>> Start TEXT BLOCK

Monday, July 03, 2006

God Bless America is Just Some Song Written by an Immigrant

(Continuing on with reposts for the holiday weekend, I thought I'd repost this little gem. The town I grew up in is home to the World's Largest Musical Fountain, colored lights and splashing fountains synchronized to music. Sometimes it's pop music standards from the 30's 40's and 50's, other times it's vintage rock from the late sxities, like Cream and Hendrix. You haven't lived until you've heard Purple Haze played through a sound system so loud it reverberates through the whole town. They even have a special presentation where most of the music from Sgt. Pepper's Lonely Hearts Club Band is set to lights and water. But every July Fourth, they pull out all the stops with a show of nothing but patriotic music, capped off with Kate Smith's stirring rendition of God Bless America, followed by a fireworks display that ineveitably sets the hill behind it on fire. My home town is a very conservative town, they ran Peanuts on the editorial page until the middle of the seventies as it was deemed too controversial. And there is an implicit mistrust of the migrant workers who drive up from Texas every year to harvest the area blueberry crop. So it is in that spirit that I repost this one, which was from last summer, before the Bush ADD-ministration began it's amnesty for illegal immigrants program.)

>> End TEXT BLOCK
>> Start RECORDS SUPPLIED

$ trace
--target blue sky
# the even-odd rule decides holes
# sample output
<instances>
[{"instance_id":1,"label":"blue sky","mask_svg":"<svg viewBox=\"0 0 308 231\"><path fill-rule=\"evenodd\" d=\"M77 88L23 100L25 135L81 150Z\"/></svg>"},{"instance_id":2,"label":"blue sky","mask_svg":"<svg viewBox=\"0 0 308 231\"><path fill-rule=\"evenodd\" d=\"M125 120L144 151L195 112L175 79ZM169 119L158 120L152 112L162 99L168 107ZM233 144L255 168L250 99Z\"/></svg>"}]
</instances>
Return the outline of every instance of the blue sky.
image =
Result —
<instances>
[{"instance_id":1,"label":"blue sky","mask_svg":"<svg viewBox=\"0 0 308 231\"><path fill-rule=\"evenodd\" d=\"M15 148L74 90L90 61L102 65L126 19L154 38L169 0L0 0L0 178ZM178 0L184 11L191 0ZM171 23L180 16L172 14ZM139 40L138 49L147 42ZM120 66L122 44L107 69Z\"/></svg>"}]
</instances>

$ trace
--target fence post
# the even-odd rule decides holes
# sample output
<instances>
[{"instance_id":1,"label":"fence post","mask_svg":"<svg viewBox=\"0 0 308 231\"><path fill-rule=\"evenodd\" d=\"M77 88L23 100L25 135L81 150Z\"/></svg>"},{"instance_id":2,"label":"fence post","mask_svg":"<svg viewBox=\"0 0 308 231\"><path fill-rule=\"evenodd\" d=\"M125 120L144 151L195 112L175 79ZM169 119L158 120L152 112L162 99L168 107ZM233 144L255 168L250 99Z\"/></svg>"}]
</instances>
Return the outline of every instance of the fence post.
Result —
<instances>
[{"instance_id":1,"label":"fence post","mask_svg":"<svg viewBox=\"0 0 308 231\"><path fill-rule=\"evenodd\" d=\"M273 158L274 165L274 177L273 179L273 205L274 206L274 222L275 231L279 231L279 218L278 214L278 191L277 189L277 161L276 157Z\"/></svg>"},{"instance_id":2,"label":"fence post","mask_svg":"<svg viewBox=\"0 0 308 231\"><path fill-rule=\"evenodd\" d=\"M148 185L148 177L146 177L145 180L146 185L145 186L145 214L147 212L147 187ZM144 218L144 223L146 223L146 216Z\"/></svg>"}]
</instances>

>> End RECORDS SUPPLIED

▶ **EXERCISE**: For each statement, answer yes or no on whether it agrees with the hometown fountain post, and quote the words from the post that decide it. (a) On July Fourth, the show ends with Kate Smith's rendition of God Bless America and then fireworks. (b) The migrant workers who harvest the blueberry crop come up from Florida. (c) The reposted piece was first written the previous winter. The saved entries are not needed here.

▶ **ANSWER TO THIS TASK**:
(a) Yes: "capped off with Kate Smith's stirring rendition of God Bless America, followed by a fireworks display"
(b) No: "the migrant workers who drive up from Texas every year to harvest the area blueberry crop"
(c) No: "which was from last summer"